* start DATA RECORDS *

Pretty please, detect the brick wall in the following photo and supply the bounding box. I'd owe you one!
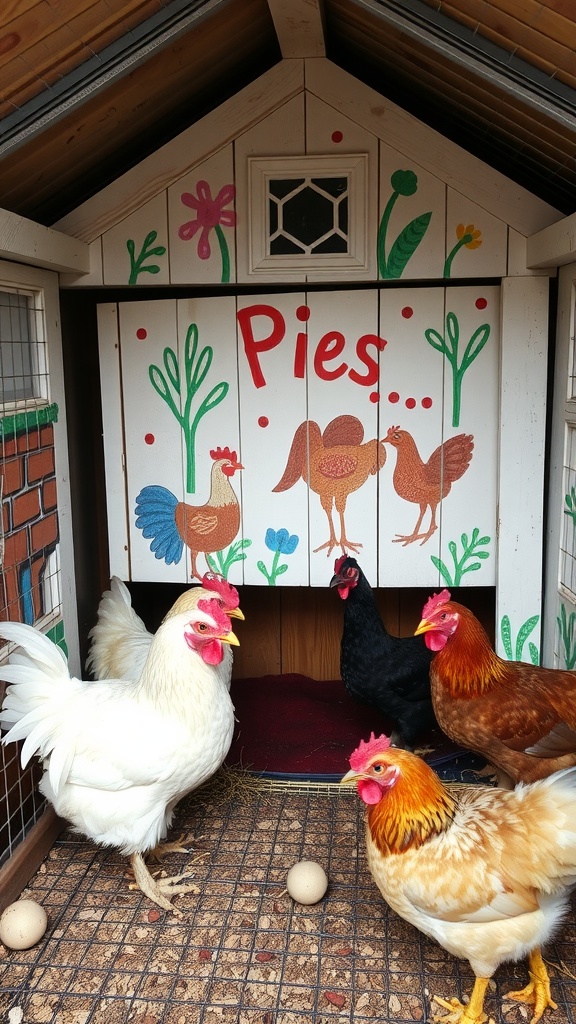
[0,406,58,625]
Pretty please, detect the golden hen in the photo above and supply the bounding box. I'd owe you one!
[0,598,238,914]
[416,590,576,786]
[342,733,576,1024]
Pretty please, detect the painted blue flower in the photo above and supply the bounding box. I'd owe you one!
[264,527,299,555]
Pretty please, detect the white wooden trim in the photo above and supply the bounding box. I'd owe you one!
[268,0,326,57]
[0,263,80,675]
[96,302,131,580]
[543,263,576,668]
[526,213,576,269]
[0,210,90,273]
[496,276,548,656]
[55,60,303,242]
[304,57,562,234]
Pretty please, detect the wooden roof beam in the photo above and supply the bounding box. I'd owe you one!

* end DATA RECORDS *

▶ PROBLEM STATEMENT
Edit the rows above so that every "detect" reads "locate" and nothing else changes, and give them back without the pictures.

▶ FINAL RESULT
Pretty please, locate the brick wall in the following photo and supply the bounding box. I'd owe you one!
[0,406,58,625]
Pretty please, locate the golden hen in the photo above and supply the bounding box. I'd owe you one!
[0,598,238,914]
[416,590,576,786]
[342,733,576,1024]
Pretty please, locate the painted blue flower in the photo above and supply the bounding box. I'd owe you one!
[264,527,299,555]
Pretty please, locate the white wooden trim in the photo above and supply the bounding box. I'd owe you one!
[268,0,326,57]
[0,263,80,675]
[96,302,131,580]
[543,263,576,668]
[526,213,576,269]
[0,210,90,273]
[496,276,548,656]
[55,60,303,242]
[304,57,562,234]
Pretty please, locate the wooden roof beam in the photo above and supply the bounding box. I'd owe you one!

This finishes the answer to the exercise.